→ WHAT IS BEING ASKED:
Render every line of the records below as a Markdown table with two columns, No. and Text, numbering the rows and omitting blank lines.

— start —

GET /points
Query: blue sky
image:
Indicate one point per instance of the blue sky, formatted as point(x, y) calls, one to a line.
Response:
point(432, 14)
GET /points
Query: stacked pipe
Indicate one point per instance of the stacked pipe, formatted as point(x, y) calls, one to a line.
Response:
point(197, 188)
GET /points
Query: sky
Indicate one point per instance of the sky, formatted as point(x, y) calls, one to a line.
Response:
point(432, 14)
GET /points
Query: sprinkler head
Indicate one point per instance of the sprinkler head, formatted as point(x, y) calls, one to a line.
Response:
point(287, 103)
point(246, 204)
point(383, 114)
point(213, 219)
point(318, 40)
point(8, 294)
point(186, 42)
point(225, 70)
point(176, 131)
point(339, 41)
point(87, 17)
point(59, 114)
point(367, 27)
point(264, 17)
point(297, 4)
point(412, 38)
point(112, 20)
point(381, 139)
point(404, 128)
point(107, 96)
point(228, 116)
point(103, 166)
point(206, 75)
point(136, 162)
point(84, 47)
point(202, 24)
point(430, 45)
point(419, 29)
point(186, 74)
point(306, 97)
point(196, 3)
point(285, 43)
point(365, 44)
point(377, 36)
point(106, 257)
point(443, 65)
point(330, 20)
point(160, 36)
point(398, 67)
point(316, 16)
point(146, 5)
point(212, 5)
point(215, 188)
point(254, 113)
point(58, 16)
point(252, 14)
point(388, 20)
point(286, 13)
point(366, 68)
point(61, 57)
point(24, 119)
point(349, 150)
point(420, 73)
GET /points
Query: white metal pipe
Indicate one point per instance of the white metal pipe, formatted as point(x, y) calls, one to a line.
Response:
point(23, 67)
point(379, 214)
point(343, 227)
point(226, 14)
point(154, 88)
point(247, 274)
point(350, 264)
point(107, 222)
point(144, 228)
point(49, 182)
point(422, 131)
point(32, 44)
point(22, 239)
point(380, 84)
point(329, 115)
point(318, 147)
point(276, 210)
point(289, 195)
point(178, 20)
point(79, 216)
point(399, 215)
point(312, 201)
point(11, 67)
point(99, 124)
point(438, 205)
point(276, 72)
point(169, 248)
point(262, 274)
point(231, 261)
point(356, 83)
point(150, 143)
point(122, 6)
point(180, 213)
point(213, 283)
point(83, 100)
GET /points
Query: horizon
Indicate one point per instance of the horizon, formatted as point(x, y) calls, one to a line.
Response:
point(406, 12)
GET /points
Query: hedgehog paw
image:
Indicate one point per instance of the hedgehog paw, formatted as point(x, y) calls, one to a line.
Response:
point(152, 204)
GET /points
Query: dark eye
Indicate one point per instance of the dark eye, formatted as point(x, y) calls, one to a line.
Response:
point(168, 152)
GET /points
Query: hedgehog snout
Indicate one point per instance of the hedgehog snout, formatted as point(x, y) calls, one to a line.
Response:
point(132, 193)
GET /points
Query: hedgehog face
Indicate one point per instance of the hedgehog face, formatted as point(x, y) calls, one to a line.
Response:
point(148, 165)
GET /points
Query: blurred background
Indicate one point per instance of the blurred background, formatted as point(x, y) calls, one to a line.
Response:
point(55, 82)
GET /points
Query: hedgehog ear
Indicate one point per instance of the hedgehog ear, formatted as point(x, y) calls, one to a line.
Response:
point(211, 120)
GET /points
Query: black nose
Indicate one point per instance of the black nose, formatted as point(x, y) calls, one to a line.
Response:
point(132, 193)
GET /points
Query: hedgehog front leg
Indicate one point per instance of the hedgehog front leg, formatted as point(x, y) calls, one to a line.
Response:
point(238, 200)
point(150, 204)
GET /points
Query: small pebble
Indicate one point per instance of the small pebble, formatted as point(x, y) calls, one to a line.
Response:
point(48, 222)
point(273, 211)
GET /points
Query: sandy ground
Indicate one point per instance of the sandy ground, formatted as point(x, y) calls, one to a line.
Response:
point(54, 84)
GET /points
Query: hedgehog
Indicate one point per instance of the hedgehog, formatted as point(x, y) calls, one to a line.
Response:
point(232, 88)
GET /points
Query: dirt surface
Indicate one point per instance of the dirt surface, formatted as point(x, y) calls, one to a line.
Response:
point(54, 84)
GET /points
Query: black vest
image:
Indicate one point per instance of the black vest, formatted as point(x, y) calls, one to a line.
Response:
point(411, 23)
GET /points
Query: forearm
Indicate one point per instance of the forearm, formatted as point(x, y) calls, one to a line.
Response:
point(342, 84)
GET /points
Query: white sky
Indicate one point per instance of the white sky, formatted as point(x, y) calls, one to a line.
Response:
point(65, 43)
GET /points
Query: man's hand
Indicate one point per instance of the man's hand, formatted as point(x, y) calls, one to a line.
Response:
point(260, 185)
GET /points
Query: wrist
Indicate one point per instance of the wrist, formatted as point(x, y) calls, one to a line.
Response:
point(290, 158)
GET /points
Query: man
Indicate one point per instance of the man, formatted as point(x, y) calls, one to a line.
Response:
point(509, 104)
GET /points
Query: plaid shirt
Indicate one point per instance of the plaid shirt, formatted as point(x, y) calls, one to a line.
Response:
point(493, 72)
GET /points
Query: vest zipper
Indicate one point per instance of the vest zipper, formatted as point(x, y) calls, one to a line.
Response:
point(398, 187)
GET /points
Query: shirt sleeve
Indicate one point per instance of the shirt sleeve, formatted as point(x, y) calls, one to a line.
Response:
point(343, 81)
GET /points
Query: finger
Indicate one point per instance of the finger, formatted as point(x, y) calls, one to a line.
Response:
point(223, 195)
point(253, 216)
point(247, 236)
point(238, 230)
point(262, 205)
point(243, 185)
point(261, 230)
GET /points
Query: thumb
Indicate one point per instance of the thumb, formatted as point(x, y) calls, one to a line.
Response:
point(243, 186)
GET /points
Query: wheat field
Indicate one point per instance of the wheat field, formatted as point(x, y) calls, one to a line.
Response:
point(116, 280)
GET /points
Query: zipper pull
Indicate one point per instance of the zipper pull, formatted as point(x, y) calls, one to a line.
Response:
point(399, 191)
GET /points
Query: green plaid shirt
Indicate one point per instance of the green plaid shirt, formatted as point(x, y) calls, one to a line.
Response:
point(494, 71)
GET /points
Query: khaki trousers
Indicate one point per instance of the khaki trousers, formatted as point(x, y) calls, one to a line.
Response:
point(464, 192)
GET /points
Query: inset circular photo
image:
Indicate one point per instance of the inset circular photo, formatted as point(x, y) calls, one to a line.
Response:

— end —

→ WRITTEN SOLUTION:
| No. | Text |
|---|---|
| 1 | GET /points |
| 2 | Query: blue sky |
| 3 | image: |
| 4 | Indicate one point per instance of the blue sky, formatted as point(x, y) calls, one to a line. |
| 5 | Response: |
| 6 | point(432, 14) |
| 7 | GET /points |
| 8 | Query: stacked pipe |
| 9 | Indicate one point per instance of the stacked pipe, formatted as point(x, y) calls, one to a line. |
| 10 | Response: |
| 11 | point(197, 188) |
| 12 | GET /points |
| 13 | Query: sky |
| 14 | Indicate one point per instance of the sky, formatted as point(x, y) calls, one to a line. |
| 15 | Response: |
| 16 | point(432, 14) |
| 17 | GET /points |
| 18 | Query: sprinkler head |
| 19 | Indicate one point per instance of the sprinkler head, formatted as point(x, y) calls, one to a line. |
| 20 | Response: |
| 21 | point(287, 103) |
| 22 | point(246, 204) |
| 23 | point(383, 114) |
| 24 | point(213, 219) |
| 25 | point(318, 40) |
| 26 | point(8, 294) |
| 27 | point(186, 42) |
| 28 | point(225, 70) |
| 29 | point(176, 131) |
| 30 | point(339, 41) |
| 31 | point(87, 17) |
| 32 | point(59, 114) |
| 33 | point(367, 27) |
| 34 | point(264, 17) |
| 35 | point(297, 4) |
| 36 | point(412, 38) |
| 37 | point(112, 20) |
| 38 | point(381, 139) |
| 39 | point(404, 128) |
| 40 | point(107, 96) |
| 41 | point(228, 116) |
| 42 | point(103, 166) |
| 43 | point(206, 75) |
| 44 | point(136, 162) |
| 45 | point(84, 47) |
| 46 | point(202, 24) |
| 47 | point(430, 45) |
| 48 | point(419, 29) |
| 49 | point(186, 74) |
| 50 | point(306, 97) |
| 51 | point(196, 3) |
| 52 | point(285, 43) |
| 53 | point(365, 44) |
| 54 | point(377, 36) |
| 55 | point(106, 257) |
| 56 | point(443, 65) |
| 57 | point(330, 20) |
| 58 | point(160, 36) |
| 59 | point(398, 67) |
| 60 | point(316, 16) |
| 61 | point(146, 5) |
| 62 | point(212, 5) |
| 63 | point(215, 188) |
| 64 | point(254, 113) |
| 65 | point(58, 16) |
| 66 | point(252, 14) |
| 67 | point(388, 20) |
| 68 | point(286, 13) |
| 69 | point(366, 68) |
| 70 | point(61, 57) |
| 71 | point(24, 119) |
| 72 | point(349, 150) |
| 73 | point(420, 73) |
| 74 | GET /points |
| 75 | Query: white metal pipe |
| 76 | Indicate one point per instance of the white metal pipe, formatted as point(x, y) calls, one to a line. |
| 77 | Response: |
| 78 | point(23, 67) |
| 79 | point(379, 214) |
| 80 | point(343, 227) |
| 81 | point(226, 14) |
| 82 | point(154, 88) |
| 83 | point(247, 274) |
| 84 | point(350, 264) |
| 85 | point(107, 222) |
| 86 | point(144, 228) |
| 87 | point(49, 182) |
| 88 | point(422, 131) |
| 89 | point(32, 44) |
| 90 | point(22, 239) |
| 91 | point(380, 84) |
| 92 | point(329, 115) |
| 93 | point(318, 147) |
| 94 | point(276, 210) |
| 95 | point(289, 195) |
| 96 | point(178, 20) |
| 97 | point(79, 216) |
| 98 | point(399, 215) |
| 99 | point(312, 201) |
| 100 | point(11, 67) |
| 101 | point(99, 124) |
| 102 | point(438, 205) |
| 103 | point(276, 72) |
| 104 | point(169, 248) |
| 105 | point(262, 274) |
| 106 | point(231, 261) |
| 107 | point(356, 83) |
| 108 | point(150, 143) |
| 109 | point(122, 6) |
| 110 | point(180, 213) |
| 111 | point(213, 283) |
| 112 | point(83, 100) |
| 113 | GET /points |
| 114 | Query: horizon |
| 115 | Indicate one point per instance of the horizon, formatted as point(x, y) calls, one to a line. |
| 116 | Response: |
| 117 | point(406, 12) |
| 118 | GET /points |
| 119 | Query: hedgehog paw |
| 120 | image: |
| 121 | Indicate one point per instance of the hedgehog paw, formatted as point(x, y) calls, one to a line. |
| 122 | Response: |
| 123 | point(152, 204) |
| 124 | GET /points |
| 125 | Query: dark eye |
| 126 | Indicate one point per instance of the dark eye, formatted as point(x, y) calls, one to a line. |
| 127 | Response: |
| 128 | point(168, 152) |
| 129 | GET /points |
| 130 | Query: hedgehog snout |
| 131 | Indicate one point per instance of the hedgehog snout, formatted as point(x, y) calls, one to a line. |
| 132 | Response: |
| 133 | point(132, 193) |
| 134 | GET /points |
| 135 | Query: hedgehog face |
| 136 | Indicate one point per instance of the hedgehog face, formatted as point(x, y) calls, one to a line. |
| 137 | Response: |
| 138 | point(148, 165) |
| 139 | GET /points |
| 140 | Query: blurred background |
| 141 | Indicate one point per instance of the blurred background, formatted as point(x, y) calls, one to a line. |
| 142 | Response: |
| 143 | point(55, 82) |
| 144 | GET /points |
| 145 | Query: hedgehog ear |
| 146 | Indicate one point per instance of the hedgehog ear, formatted as point(x, y) calls, one to a line. |
| 147 | Response: |
| 148 | point(211, 120) |
| 149 | GET /points |
| 150 | Query: black nose |
| 151 | Indicate one point per instance of the black nose, formatted as point(x, y) calls, one to a line. |
| 152 | Response: |
| 153 | point(132, 193) |
| 154 | GET /points |
| 155 | Query: hedgehog front leg |
| 156 | Indicate one point per instance of the hedgehog front leg, formatted as point(x, y) calls, one to a line. |
| 157 | Response: |
| 158 | point(238, 200) |
| 159 | point(150, 204) |
| 160 | GET /points |
| 161 | Query: small pebble |
| 162 | Indicate one point per instance of the small pebble, formatted as point(x, y) calls, one to a line. |
| 163 | Response: |
| 164 | point(48, 222) |
| 165 | point(273, 211) |
| 166 | GET /points |
| 167 | Query: sandy ground |
| 168 | Indicate one point per instance of the sandy ground, formatted as point(x, y) calls, one to a line. |
| 169 | Response: |
| 170 | point(54, 84) |
| 171 | GET /points |
| 172 | Query: hedgehog |
| 173 | Indicate one point per instance of the hedgehog, formatted as point(x, y) calls, one to a line. |
| 174 | Response: |
| 175 | point(232, 88) |
| 176 | GET /points |
| 177 | Query: dirt surface |
| 178 | Indicate one point per instance of the dirt surface, formatted as point(x, y) calls, one to a line. |
| 179 | Response: |
| 180 | point(54, 84) |
| 181 | GET /points |
| 182 | Query: black vest |
| 183 | image: |
| 184 | Indicate one point per instance of the black vest, formatted as point(x, y) calls, one to a line. |
| 185 | Response: |
| 186 | point(411, 23) |
| 187 | GET /points |
| 188 | Query: forearm |
| 189 | Indicate one point per instance of the forearm, formatted as point(x, y) calls, one to a line. |
| 190 | Response: |
| 191 | point(342, 84) |
| 192 | GET /points |
| 193 | Query: white sky |
| 194 | Indicate one point per instance of the white sky, formatted as point(x, y) calls, one to a line. |
| 195 | Response: |
| 196 | point(65, 43) |
| 197 | GET /points |
| 198 | Query: man's hand |
| 199 | Indicate one point per instance of the man's hand, formatted as point(x, y) calls, one to a line. |
| 200 | Response: |
| 201 | point(260, 185) |
| 202 | GET /points |
| 203 | Query: wrist |
| 204 | Indicate one point per instance of the wrist, formatted as point(x, y) calls, one to a line. |
| 205 | Response: |
| 206 | point(290, 158) |
| 207 | GET /points |
| 208 | Query: man |
| 209 | Indicate one point per instance of the man, formatted as point(x, y) calls, one to a line. |
| 210 | Response: |
| 211 | point(509, 104) |
| 212 | GET /points |
| 213 | Query: plaid shirt |
| 214 | Indicate one point per instance of the plaid shirt, formatted as point(x, y) calls, one to a line. |
| 215 | Response: |
| 216 | point(493, 72) |
| 217 | GET /points |
| 218 | Query: vest zipper |
| 219 | Indicate one point per instance of the vest zipper, formatted as point(x, y) calls, one to a line. |
| 220 | Response: |
| 221 | point(398, 187) |
| 222 | GET /points |
| 223 | Query: shirt sleeve |
| 224 | Indicate one point per instance of the shirt sleeve, formatted as point(x, y) calls, one to a line. |
| 225 | Response: |
| 226 | point(343, 81) |
| 227 | GET /points |
| 228 | Query: finger |
| 229 | Indicate one point per instance of the finger, formatted as point(x, y) calls, one to a line. |
| 230 | Response: |
| 231 | point(223, 195) |
| 232 | point(253, 216) |
| 233 | point(247, 236) |
| 234 | point(238, 230) |
| 235 | point(262, 205) |
| 236 | point(243, 185) |
| 237 | point(261, 230) |
| 238 | GET /points |
| 239 | Query: thumb |
| 240 | Indicate one point per instance of the thumb, formatted as point(x, y) calls, one to a line. |
| 241 | Response: |
| 242 | point(243, 186) |
| 243 | GET /points |
| 244 | Query: wheat field |
| 245 | Indicate one point per instance of the wheat field, formatted as point(x, y) calls, one to a line. |
| 246 | Response: |
| 247 | point(116, 280) |
| 248 | GET /points |
| 249 | Query: zipper pull |
| 250 | Indicate one point per instance of the zipper pull, formatted as point(x, y) calls, one to a line. |
| 251 | Response: |
| 252 | point(399, 191) |
| 253 | GET /points |
| 254 | Query: green plaid shirt |
| 255 | Indicate one point per instance of the green plaid shirt, formatted as point(x, y) calls, one to a line. |
| 256 | Response: |
| 257 | point(494, 71) |
| 258 | GET /points |
| 259 | Query: khaki trousers |
| 260 | Indicate one point per instance of the khaki trousers, formatted as point(x, y) calls, one to a line. |
| 261 | Response: |
| 262 | point(464, 192) |
| 263 | GET /points |
| 264 | Query: inset circular photo |
| 265 | image: |
| 266 | Indicate one point per instance of the inset circular photo, formatted as point(x, y) calls, one to a line. |
| 267 | Response: |